_Consigne:_
Remettez à l'échelle les lignes des données, en commençant à la ligne qui contient "stadium crowd --all" et en vous arrêtant après celle qui contient "[191,51,228,132]", lignes /detect comprises : multipliez chaque coordonnée des cadres par 0,6, puis arrondissez-la à l'entier le plus proche, les demis vers le haut. Recopiez ces lignes sans y reprendre l'image.

[Un bloc de données]

#####

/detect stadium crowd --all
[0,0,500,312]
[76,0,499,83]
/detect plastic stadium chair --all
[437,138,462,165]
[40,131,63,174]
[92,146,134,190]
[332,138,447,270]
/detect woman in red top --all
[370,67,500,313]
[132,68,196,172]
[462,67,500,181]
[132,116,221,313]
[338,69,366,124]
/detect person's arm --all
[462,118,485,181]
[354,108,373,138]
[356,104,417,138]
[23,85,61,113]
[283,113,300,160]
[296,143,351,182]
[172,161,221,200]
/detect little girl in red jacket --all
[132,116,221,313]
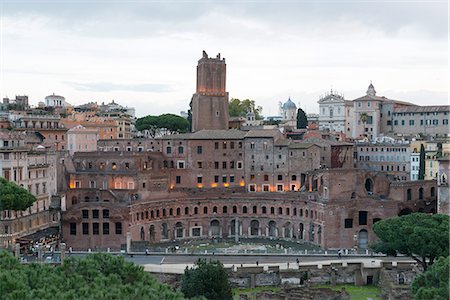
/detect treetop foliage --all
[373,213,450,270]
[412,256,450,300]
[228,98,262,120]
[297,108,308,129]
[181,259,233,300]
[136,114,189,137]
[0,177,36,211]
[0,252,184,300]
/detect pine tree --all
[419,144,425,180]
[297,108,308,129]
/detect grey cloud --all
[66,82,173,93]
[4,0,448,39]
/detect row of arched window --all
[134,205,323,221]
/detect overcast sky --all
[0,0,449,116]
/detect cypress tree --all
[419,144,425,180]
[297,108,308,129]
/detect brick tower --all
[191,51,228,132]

#####

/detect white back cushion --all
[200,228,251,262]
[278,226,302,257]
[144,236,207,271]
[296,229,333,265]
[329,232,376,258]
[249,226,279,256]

#####

_Réponse rédigée:_
/detect stadium crowd --all
[0,0,300,187]
[46,0,299,50]
/detect plastic stadium chair --all
[262,83,277,99]
[24,79,38,104]
[55,88,80,114]
[199,83,268,162]
/detect woman in red top --all
[222,40,300,188]
[79,41,118,103]
[277,40,300,109]
[79,70,133,188]
[203,41,220,74]
/detect person's arm --all
[277,71,291,109]
[212,65,224,83]
[214,62,250,83]
[14,51,37,68]
[170,68,180,96]
[178,86,211,109]
[103,97,133,120]
/detect little girl in red jacket --all
[79,70,133,188]
/detect treetop foliage --all
[224,128,270,162]
[247,154,270,180]
[137,59,157,72]
[178,65,185,77]
[109,155,140,180]
[82,68,113,82]
[0,106,22,127]
[0,151,110,180]
/detect pine tree --all
[251,86,255,108]
[178,65,185,77]
/detect grey cloud --all
[40,49,104,56]
[2,0,269,23]
/detect row of arched window --all
[80,123,194,133]
/detect overcast sky --all
[0,0,269,70]
/detect cypress tree --all
[251,86,255,108]
[178,65,185,77]
/detect brick tower --all
[115,31,137,79]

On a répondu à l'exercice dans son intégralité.